Spatial annotation records
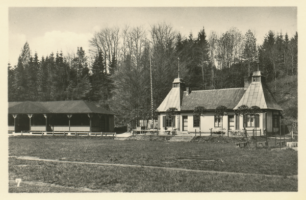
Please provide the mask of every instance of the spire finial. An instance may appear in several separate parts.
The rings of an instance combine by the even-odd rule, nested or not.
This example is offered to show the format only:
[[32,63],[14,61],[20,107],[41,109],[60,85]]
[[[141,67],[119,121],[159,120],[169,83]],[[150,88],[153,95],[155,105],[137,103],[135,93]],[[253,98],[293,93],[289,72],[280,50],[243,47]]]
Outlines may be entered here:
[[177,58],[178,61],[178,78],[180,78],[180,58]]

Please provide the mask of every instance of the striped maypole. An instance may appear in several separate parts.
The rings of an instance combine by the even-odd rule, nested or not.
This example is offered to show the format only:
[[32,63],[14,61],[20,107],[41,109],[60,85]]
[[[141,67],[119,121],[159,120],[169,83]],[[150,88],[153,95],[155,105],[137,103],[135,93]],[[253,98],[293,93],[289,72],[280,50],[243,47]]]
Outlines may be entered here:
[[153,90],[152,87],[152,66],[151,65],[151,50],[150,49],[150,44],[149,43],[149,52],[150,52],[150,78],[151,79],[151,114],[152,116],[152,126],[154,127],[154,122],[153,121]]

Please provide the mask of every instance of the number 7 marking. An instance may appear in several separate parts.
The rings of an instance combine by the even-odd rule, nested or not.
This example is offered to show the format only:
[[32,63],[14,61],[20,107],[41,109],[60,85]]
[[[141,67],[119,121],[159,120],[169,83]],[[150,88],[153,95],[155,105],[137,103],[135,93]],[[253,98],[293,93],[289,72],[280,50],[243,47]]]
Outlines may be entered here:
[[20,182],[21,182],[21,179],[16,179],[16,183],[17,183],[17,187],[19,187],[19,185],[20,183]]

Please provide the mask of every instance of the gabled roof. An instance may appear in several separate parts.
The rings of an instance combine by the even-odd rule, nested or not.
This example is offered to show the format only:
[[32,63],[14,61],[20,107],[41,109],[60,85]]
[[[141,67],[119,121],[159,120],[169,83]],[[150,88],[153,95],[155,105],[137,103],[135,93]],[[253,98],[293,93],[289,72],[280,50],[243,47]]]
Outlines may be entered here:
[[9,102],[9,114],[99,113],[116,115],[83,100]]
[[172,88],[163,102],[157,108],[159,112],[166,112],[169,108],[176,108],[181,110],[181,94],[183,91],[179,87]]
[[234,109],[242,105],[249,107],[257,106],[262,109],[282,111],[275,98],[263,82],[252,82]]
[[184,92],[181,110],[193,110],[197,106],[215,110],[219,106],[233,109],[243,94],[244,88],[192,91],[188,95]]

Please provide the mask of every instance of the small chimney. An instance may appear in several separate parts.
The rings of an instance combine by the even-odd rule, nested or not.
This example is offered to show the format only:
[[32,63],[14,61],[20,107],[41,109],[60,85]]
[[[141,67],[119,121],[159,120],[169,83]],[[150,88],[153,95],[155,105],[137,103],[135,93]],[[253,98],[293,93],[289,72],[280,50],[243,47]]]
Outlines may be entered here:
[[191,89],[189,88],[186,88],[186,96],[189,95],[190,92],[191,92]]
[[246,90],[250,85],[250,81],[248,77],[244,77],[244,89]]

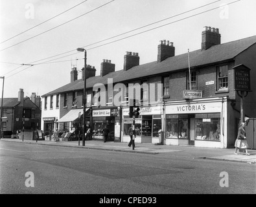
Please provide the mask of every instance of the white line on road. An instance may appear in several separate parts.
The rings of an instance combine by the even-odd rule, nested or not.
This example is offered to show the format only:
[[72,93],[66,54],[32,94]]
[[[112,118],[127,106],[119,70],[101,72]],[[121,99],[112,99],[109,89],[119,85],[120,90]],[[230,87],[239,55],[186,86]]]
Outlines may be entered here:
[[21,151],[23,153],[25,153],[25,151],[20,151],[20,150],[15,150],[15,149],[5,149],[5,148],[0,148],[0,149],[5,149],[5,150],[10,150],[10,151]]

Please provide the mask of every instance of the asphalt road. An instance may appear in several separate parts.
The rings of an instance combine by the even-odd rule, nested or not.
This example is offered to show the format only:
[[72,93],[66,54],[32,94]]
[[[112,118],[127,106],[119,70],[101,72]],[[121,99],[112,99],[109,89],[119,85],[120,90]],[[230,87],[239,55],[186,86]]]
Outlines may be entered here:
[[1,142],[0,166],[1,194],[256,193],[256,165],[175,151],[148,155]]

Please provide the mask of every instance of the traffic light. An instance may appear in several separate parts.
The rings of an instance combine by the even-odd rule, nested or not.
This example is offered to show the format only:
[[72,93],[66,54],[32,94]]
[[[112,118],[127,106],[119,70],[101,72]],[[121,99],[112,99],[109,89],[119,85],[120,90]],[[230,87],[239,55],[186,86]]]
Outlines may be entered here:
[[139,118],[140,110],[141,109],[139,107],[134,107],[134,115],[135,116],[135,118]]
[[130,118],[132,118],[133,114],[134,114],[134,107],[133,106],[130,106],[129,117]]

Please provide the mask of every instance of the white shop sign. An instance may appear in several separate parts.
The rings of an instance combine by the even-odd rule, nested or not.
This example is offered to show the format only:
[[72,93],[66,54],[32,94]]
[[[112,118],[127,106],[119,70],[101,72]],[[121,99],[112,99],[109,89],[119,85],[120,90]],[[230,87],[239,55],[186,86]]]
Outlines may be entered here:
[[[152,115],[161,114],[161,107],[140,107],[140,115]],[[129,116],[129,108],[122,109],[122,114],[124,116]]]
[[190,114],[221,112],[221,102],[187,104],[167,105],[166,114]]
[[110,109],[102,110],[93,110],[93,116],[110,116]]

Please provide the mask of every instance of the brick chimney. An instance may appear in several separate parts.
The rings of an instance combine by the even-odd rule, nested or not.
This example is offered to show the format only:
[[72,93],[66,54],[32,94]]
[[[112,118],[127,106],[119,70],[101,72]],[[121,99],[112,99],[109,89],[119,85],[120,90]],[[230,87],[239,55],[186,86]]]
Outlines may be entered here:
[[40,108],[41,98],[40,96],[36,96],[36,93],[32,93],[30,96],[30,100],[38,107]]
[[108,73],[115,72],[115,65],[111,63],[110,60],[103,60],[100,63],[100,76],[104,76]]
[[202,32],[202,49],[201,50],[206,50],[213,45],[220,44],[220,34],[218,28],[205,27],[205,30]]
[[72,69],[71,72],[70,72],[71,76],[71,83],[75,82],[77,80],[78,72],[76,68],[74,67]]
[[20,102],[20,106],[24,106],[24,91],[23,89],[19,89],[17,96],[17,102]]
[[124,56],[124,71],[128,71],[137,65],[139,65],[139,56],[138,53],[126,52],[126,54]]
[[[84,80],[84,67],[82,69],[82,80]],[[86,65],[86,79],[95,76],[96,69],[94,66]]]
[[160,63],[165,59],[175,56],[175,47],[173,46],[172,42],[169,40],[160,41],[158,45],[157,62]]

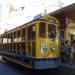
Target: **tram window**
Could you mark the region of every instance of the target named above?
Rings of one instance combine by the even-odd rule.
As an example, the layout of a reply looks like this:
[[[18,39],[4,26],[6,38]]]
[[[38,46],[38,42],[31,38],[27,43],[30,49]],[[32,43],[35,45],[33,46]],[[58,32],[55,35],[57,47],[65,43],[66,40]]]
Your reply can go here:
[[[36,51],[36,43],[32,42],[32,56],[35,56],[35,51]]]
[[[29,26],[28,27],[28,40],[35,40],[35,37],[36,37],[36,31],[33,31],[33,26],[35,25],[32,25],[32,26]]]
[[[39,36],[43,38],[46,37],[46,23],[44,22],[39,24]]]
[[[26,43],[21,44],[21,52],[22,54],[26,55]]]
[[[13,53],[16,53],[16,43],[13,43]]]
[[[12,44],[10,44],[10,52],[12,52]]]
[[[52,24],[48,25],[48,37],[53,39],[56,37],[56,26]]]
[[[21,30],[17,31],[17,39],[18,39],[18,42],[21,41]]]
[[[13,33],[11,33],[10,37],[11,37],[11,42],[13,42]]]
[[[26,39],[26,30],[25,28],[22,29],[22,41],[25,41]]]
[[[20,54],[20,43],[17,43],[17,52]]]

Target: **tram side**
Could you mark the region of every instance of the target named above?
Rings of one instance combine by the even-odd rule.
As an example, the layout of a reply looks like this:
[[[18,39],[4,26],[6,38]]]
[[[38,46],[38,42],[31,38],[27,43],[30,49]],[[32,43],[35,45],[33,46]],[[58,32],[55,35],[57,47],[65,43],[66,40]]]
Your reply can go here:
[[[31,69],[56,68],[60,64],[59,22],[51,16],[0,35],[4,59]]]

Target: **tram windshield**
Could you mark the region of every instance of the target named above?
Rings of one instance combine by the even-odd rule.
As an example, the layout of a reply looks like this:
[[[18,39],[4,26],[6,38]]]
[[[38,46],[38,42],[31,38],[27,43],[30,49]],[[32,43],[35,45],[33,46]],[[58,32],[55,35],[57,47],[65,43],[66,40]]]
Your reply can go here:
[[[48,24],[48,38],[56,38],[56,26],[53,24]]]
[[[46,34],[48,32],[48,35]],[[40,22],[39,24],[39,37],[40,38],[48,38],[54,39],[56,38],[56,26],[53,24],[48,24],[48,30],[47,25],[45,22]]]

■ What is asked:
Rename "white shop sign" to "storefront sign" in the material from the line with "Please provide the mask of every instance of the traffic" to the line with "[[110,109],[102,110],[93,110],[93,116],[110,116]]". Give back only those lines, with nothing else changed.

■ Task result:
Please provide the mask of every instance of the traffic light. An instance may appear in several separate parts.
The rings of an instance combine by the even-odd rule, nested or not.
This example is offered to show the format only:
[[72,93],[66,54],[32,94]]
[[[112,118],[127,106],[119,70],[101,72]],[[121,99],[112,99],[109,89],[119,85],[120,90]],[[230,87],[239,55],[186,86]]]
Outlines may be entered here:
[[139,118],[140,110],[141,109],[139,107],[134,107],[134,115],[135,116],[135,118]]
[[130,118],[132,118],[133,114],[134,114],[134,107],[133,106],[130,106],[129,117]]

Please provide the mask of every instance of the storefront sign. An instance may appear in several separate parts.
The rings of an instance combine by the even-odd rule, nested or not.
This example is offered to show the format only:
[[72,93],[66,54],[32,94]]
[[[112,118],[127,106],[119,70],[101,72]],[[121,99],[112,99],[109,89],[119,85],[120,90]],[[230,87],[239,55],[186,86]]]
Outlines may be entered here:
[[[152,115],[161,114],[161,107],[140,107],[140,115]],[[129,116],[129,108],[122,109],[122,114],[124,116]]]
[[190,114],[221,112],[221,102],[187,104],[167,105],[166,114]]
[[110,109],[102,110],[93,110],[93,116],[110,116]]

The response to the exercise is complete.